» **Stored records**
┌────────
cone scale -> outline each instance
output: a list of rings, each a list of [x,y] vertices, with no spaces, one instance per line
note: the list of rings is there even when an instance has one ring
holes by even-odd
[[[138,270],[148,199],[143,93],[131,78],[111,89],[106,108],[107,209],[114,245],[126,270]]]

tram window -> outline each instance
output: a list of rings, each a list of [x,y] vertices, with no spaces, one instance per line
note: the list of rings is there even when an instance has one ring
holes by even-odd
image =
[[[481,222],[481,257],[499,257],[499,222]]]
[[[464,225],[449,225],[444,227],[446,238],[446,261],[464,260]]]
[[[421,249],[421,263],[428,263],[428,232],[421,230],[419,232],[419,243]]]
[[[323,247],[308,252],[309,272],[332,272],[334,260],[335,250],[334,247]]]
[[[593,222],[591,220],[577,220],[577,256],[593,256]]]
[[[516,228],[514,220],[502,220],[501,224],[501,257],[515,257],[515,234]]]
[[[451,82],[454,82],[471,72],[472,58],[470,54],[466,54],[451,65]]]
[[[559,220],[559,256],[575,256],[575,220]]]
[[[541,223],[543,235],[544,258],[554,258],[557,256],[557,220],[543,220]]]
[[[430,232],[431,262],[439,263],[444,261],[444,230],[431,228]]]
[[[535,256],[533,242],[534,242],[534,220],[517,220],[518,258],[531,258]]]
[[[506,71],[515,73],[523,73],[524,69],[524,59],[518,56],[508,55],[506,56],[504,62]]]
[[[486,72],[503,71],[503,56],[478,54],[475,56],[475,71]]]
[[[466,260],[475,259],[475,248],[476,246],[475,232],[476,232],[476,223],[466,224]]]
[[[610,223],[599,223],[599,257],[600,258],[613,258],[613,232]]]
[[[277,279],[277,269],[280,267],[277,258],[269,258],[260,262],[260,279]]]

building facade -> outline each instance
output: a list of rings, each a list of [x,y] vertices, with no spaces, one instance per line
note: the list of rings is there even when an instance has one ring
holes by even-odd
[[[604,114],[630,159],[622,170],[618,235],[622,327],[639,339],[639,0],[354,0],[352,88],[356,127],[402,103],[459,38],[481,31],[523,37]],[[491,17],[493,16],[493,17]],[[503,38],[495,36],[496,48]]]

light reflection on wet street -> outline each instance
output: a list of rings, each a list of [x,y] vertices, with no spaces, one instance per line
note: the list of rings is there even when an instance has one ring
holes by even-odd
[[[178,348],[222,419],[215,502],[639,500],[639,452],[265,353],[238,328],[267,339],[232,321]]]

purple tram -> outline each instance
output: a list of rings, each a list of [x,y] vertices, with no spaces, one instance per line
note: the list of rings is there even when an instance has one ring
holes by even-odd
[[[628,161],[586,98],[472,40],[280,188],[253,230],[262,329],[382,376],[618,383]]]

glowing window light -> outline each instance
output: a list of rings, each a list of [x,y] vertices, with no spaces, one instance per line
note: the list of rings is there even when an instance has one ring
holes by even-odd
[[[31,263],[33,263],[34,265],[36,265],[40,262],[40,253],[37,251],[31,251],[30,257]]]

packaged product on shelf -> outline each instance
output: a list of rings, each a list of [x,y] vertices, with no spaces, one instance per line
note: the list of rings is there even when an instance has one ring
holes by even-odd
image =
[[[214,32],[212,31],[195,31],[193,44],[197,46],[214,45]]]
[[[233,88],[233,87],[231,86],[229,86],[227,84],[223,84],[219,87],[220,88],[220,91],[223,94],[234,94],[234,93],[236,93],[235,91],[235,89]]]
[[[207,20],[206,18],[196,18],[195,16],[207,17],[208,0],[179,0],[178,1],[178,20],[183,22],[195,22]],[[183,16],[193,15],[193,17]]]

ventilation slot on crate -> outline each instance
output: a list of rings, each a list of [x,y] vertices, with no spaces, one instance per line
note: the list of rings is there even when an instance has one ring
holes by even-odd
└────────
» **Your objective**
Quote everything in the listing from the line containing "tram window -> outline each instance" down to the line containing "[[[610,223],[599,223],[599,257],[600,258],[613,258],[613,232]]]", with both of those lines included.

» **Exercise answer**
tram window -> outline each instance
output: a list of rings, each a list of [x,y] vertices, with no spaces, one instance per line
note: the list of rings is there even when an instance has one ring
holes by even-odd
image =
[[[481,222],[481,257],[499,257],[499,222]]]
[[[464,225],[449,225],[444,227],[446,238],[446,261],[464,260]]]
[[[421,249],[421,263],[428,263],[428,232],[421,230],[419,232],[419,243]]]
[[[323,247],[308,252],[309,272],[332,272],[334,260],[335,250],[334,247]]]
[[[593,222],[591,220],[577,220],[577,256],[593,256]]]
[[[516,228],[514,220],[502,220],[501,224],[501,257],[515,257],[515,234]]]
[[[451,82],[454,82],[471,72],[472,58],[470,54],[466,54],[451,65]]]
[[[559,220],[559,256],[575,256],[575,220]]]
[[[541,223],[543,235],[544,258],[554,258],[557,256],[557,220],[543,220]]]
[[[430,232],[431,262],[439,263],[444,261],[444,230],[431,228]]]
[[[535,256],[533,242],[534,242],[534,220],[517,220],[518,258],[531,258]]]
[[[506,71],[515,73],[523,73],[524,69],[524,59],[518,56],[508,55],[506,56],[504,62]]]
[[[486,72],[503,71],[503,56],[478,54],[475,56],[475,71]]]
[[[466,260],[475,259],[475,248],[476,246],[475,232],[476,232],[476,223],[466,224]]]
[[[610,223],[599,223],[599,257],[600,258],[613,258],[613,232]]]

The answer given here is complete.